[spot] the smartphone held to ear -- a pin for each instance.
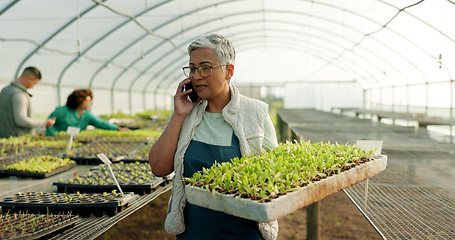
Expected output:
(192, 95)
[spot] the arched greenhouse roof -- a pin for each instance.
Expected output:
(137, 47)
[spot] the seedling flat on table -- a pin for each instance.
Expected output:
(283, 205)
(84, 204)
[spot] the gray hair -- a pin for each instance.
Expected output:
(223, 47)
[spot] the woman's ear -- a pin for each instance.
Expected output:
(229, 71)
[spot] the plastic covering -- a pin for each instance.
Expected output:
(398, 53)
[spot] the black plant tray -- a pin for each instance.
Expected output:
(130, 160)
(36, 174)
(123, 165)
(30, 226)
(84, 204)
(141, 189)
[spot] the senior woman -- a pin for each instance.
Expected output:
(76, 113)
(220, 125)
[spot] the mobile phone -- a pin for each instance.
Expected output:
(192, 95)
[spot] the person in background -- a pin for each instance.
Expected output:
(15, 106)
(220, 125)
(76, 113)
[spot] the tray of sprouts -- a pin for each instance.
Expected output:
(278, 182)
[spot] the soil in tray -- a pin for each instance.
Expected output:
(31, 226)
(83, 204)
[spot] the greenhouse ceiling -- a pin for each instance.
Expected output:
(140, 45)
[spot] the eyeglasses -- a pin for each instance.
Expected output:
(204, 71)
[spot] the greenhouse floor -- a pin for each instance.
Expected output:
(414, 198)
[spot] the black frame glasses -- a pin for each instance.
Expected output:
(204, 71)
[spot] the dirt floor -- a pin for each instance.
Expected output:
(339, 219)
---
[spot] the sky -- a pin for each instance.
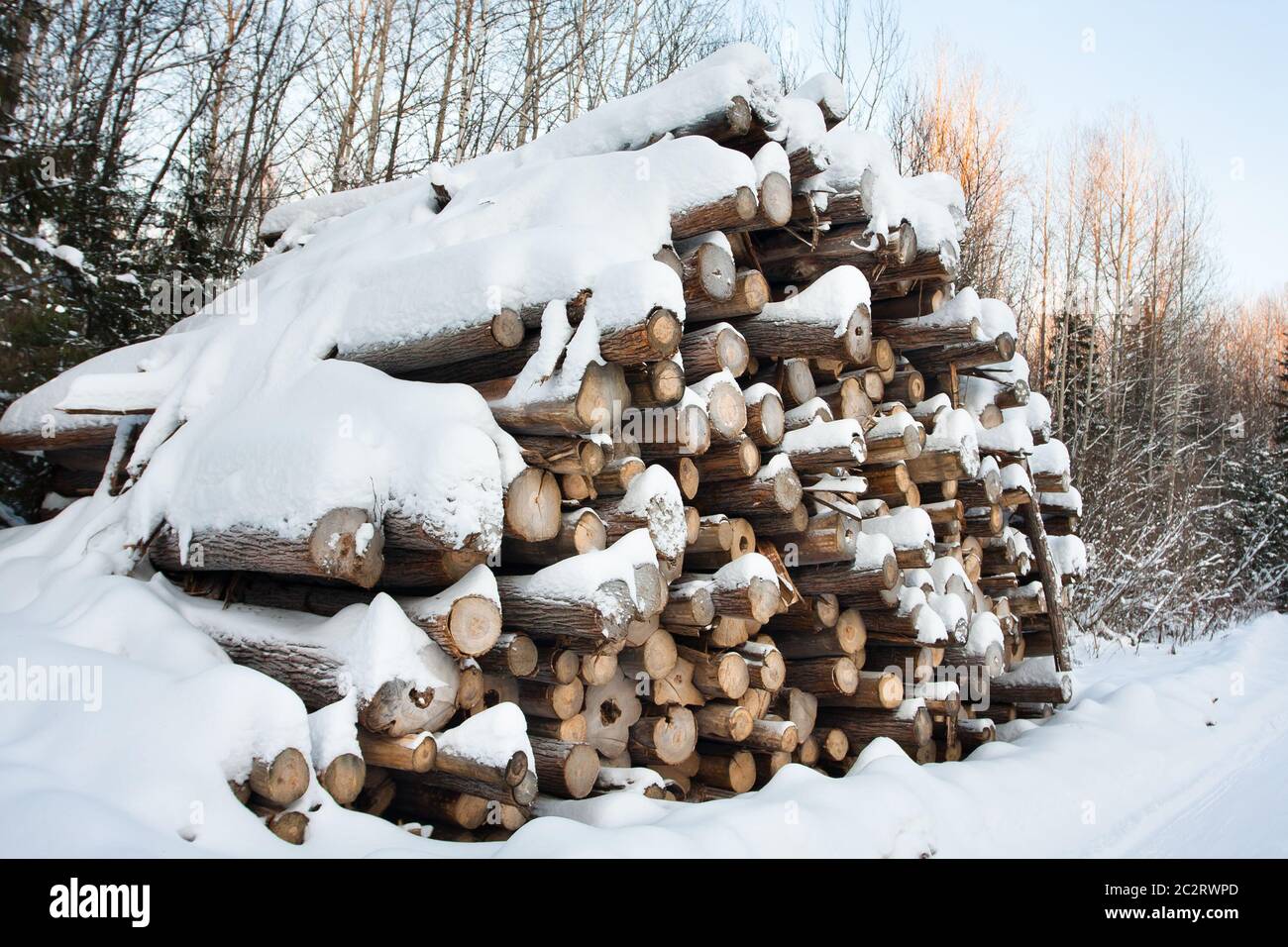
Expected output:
==
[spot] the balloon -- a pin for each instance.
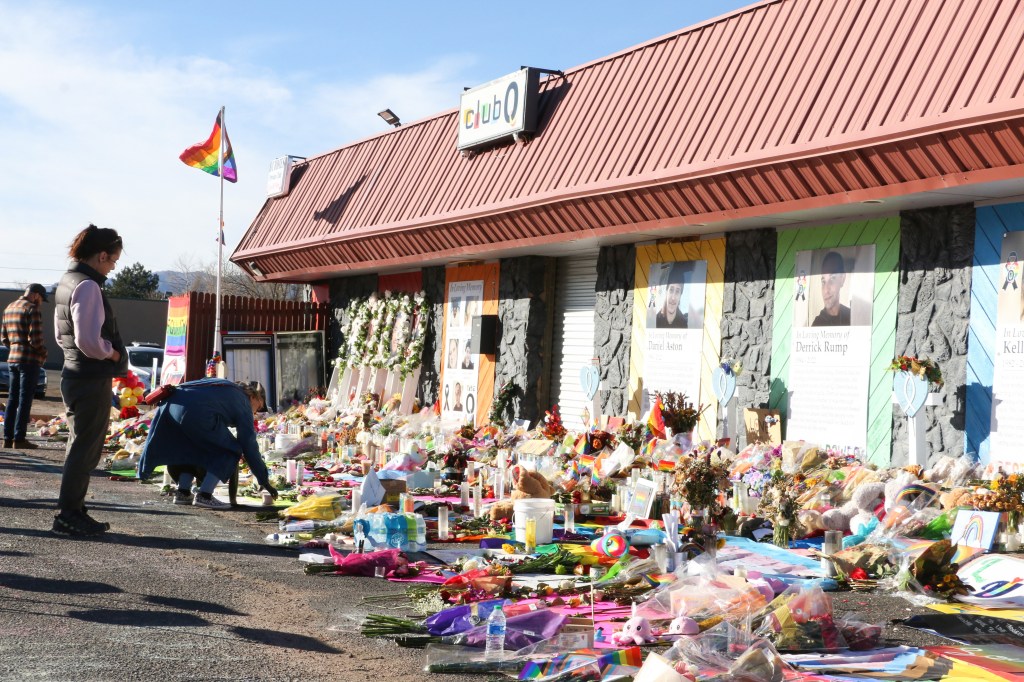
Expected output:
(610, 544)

- **Task to complete**
Please report, copied in full, every line in the listing above that contains the word "greenhouse".

- **Correct response**
[spot] the arched greenhouse roof -- a pin for each instance.
[spot] the greenhouse ceiling -- a pin for each instance.
[spot] the greenhouse floor -- a pin for each instance.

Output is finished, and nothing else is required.